start READING PASSAGE

Thursday, July 27, 2017

“House Call”



c. 2017 Rod Ice
All rights reserved
(7-17)




It was a slow day at the Icehouse home office.

I had been struggling to find a column idea for the ‘Geauga Independent’ since daybreak. But with some sense of resignation, I realized that all of my creative ideas had been tapped out and used. Even the subject of fried bologna recipes did not move the meter. Nothing useful came from the ether. I was an empty vessel. Spent. Gone dry.

An Internet search yielded little relief. Until it linked to an odd tidbit of information – the switchboard number for 1600 Pennsylvania Avenue. Literally, the White House number. My interest was piqued. In an age of Twitter tweets and Snapchat screen caps and instant communication of all sorts, would a live person still answer the phone in Washington, D.C. as in days of yore?

I made a pot of coffee. Carefully, I punched in the number on my cell phone. What follows is a transcript of the conversation that ensued:

WHITE HOUSE: “Hello, may I direct your call?”

ME: “This is Rod Ice, from Thompson, Ohio. I am a newspaper journalist and would like to speak with President Trump, please...”

WHITE HOUSE: (Clearing her throat) “Sir, you can’t just call up and talk to Mr. Trump. It doesn’t work that way. I would suggest holding for the communications office. I can forward your call...”

ME: “Sorry, I did not understand your remark. President Trump is a public servant, correct? He was elected by the people and serves at their pleasure. So in a sense, I am one of his bosses. Please ask him to come to the phone, would you?”

WHITE HOUSE: (Coughing) “Sir, we do not appreciate ‘crank calls’ on this line. I am hanging up now...”

end READING PASSAGE

GOAL 1 — Copy the entries line for line without altering anything.
The entries have no connection to the text above.

start DATA SHOWN

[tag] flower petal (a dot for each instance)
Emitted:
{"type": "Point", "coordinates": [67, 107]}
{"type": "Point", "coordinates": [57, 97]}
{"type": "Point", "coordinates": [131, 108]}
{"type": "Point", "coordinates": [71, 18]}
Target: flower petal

end DATA SHOWN

GOAL 2 — Translate this sentence from the column about calling the White House into French: "It was a slow day at the Icehouse home office."

TASK ANSWER 1 —
[tag] flower petal (a dot for each instance)
Emitted:
{"type": "Point", "coordinates": [67, 107]}
{"type": "Point", "coordinates": [57, 97]}
{"type": "Point", "coordinates": [131, 108]}
{"type": "Point", "coordinates": [71, 18]}
Target: flower petal

TASK ANSWER 2 — C'était une journée tranquille au bureau à domicile d'Icehouse.